> Problem statement
List every nickname for Shoemaker given in the text below about Angels extension candidates.

> Document passage
I covered Garrett and Kole first because they’re already in the midst of the arbitration process but “The Cobbler”, “Shoe-bacca”, and “Ol’ Shoey” is right behind them in their wake. The soon-to-be 30-year old was an undrafted free agent out of Michigan by the Angels who made it all the way to the majors and broke out in 2014 is arbitration eligible for the first time this winter. After his early season struggles, and a demotion to Salt Lake City, Shoemaker has been the most consistent and dependable pitcher on the staff. So should he be rewarded for his efforts and amazing underdog story? I’m still leaning towards another no. Shoemaker’s under club control through the 2020 season and is even older than Garrett and Kole, there shouldn’t be a feeling of anxiety or need to lock him up. Much like Kole, he seems like a player to keep going through the arbitration process and signing one year at a time. If the Angels go into a more drastic rebuild in the next year or two, he would in fact be one of the teams better trade chips. Cost-controlled starting pitching is the most valuable currency to have in the game. Might just make sense to hold onto him and continue let him doing his thing and evaluate where the club is in a year or two. The only other arbitration eligible players for 2017 are Johnny Giavotella and Cory Rasmus, both are non-tender candidates, so we’ll move to the pre-arbitration players.

CJ Cron:

Cron is in the midst of somewhat of a breakout season. Despite getting hit on the hand by a pitch and missing six weeks, Cron’s slashline is sitting pretty at .290/.339/.498 with 14 homeruns, that’s a solid .838 OPS and 128 OPS+ right there in 88 games. Fans have even begun to realize how much better the lineup is when Cron’s in it, even with his hot streaks, calling him a “Mini-Trumbo”, only Mark Trumbo has never had an on-base percentage as good as Cron’s. I’ll be the first to say that I thought Cron was a lost cause after inconsistency and a number of demotions to AAA the last two years, but he’s seemingly righted the ship, and his development is crucial for the Angels future. But he’s still not arbitration eligible until 2018 and he’s still not quite multi-faceted enough to justify a long term deal. Remember, he’s a DH on a team with Albert Pujols entrenched at that spot. Much like Shoemaker he could become a quality trade chip in upcoming seasons. I don’t get the sense of urgency in locking him up, but still a very important player moving forward.

I was gonna go over Heaney, Tropeano, and maybe even Bedrosian, but two are obviously recovering from pretty substantial injuries and I would like to see more from Bedrosian before thinking about an extension. I know it doesn’t seem like we went anywhere, but it does go to show how much young talent the Angels lack as result from bad drafts, losing picks due to compensation for the Pujols, Wilson, and Hamilton signings, and a complete lack of presence on the international market. The guy’s I’ve mentioned are good-to-great players, but I can only see an extension happening in the right circumstances. Hopefully some extension candidates emerge from Heaney and/or Skaggs and hopefully we’ll see some more young talent come up as Billy Eppler puts more emphasis on fixing the farm system. It will be interesting to follow these next few years. What does everyone think? Any worthwhile extension candidates?

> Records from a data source

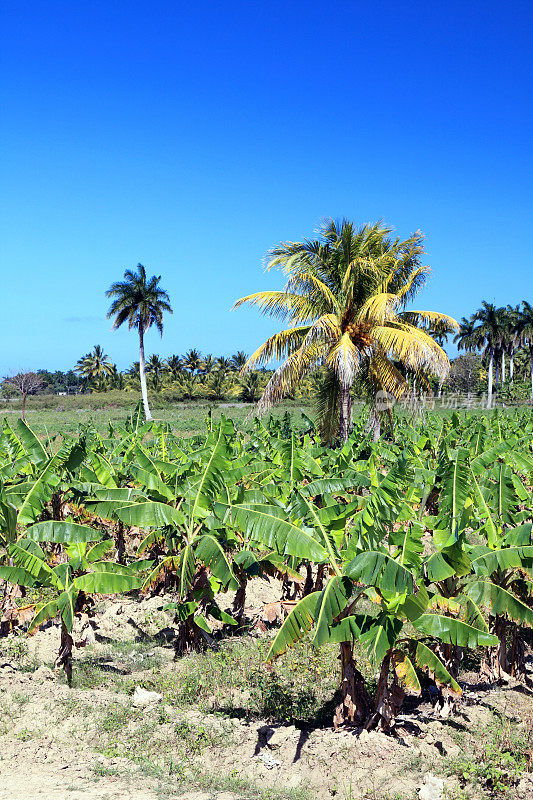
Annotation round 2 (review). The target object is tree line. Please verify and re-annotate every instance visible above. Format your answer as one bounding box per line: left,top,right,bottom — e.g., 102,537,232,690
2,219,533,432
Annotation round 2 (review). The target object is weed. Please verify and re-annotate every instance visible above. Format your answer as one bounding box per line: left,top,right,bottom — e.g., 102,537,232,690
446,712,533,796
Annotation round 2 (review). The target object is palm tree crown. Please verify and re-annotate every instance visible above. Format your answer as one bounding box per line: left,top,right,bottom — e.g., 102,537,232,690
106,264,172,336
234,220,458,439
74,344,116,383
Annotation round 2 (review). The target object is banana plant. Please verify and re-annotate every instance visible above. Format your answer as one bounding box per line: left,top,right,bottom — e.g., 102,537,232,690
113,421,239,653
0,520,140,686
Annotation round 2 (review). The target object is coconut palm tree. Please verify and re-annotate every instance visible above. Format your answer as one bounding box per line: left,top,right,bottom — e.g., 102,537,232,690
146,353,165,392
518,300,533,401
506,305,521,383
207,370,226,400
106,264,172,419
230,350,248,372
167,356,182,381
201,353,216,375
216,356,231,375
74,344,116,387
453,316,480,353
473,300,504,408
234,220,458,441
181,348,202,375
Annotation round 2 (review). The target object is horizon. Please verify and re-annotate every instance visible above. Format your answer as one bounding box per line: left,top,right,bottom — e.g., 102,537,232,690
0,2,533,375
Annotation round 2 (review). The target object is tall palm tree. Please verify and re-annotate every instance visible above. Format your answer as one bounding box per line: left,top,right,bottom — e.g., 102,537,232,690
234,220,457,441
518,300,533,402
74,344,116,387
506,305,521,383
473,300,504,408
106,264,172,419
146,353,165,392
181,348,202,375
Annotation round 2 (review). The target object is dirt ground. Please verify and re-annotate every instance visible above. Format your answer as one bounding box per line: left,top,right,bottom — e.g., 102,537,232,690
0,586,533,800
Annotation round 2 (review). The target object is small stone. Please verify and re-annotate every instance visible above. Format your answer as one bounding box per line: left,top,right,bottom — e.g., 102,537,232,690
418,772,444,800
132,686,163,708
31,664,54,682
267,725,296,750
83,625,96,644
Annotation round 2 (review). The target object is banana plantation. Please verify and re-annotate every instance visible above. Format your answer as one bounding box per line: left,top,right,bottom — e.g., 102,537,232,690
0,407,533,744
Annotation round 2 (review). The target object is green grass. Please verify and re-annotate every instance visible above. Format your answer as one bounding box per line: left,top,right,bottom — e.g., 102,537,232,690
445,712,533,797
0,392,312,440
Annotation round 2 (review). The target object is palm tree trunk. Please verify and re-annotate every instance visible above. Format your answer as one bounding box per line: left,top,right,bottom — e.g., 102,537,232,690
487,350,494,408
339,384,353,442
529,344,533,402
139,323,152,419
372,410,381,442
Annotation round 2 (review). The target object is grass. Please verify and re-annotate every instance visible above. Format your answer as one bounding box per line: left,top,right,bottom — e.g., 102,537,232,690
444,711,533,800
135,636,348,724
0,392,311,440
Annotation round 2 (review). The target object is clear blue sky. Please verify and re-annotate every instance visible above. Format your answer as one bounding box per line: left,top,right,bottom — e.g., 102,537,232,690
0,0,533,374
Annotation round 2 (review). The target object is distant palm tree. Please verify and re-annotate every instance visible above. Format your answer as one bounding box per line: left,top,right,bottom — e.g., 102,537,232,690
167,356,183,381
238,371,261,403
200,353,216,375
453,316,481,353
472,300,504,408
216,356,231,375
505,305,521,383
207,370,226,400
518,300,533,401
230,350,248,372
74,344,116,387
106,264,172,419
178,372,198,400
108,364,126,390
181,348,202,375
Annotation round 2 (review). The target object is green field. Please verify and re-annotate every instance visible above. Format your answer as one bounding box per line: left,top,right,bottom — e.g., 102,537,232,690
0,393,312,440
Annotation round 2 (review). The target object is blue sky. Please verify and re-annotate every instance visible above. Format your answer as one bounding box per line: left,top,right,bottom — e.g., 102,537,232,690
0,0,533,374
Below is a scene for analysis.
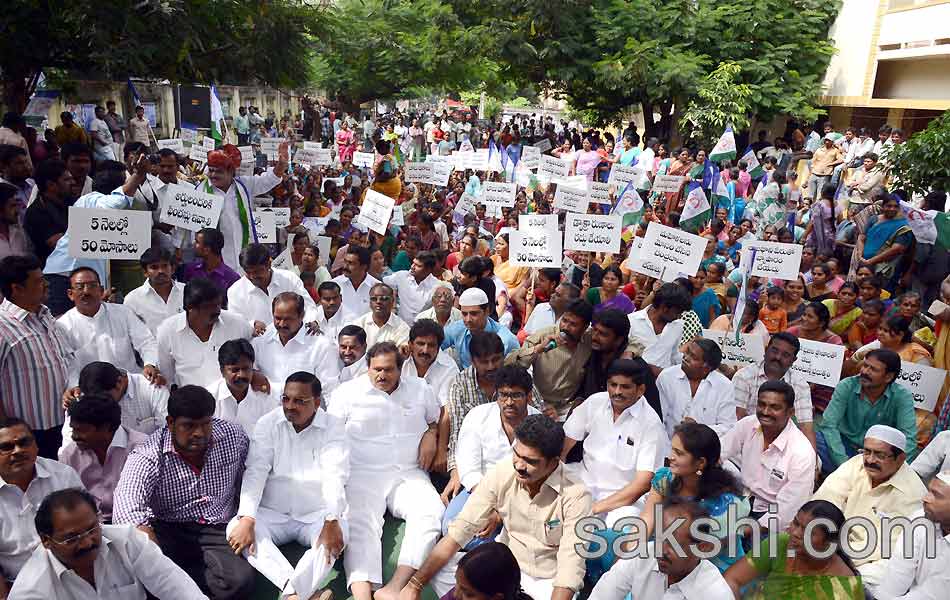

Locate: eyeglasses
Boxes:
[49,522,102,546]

> Result of the task
- “The Cobbler”
- “Shoe-bacca”
- “Ol’ Shoey”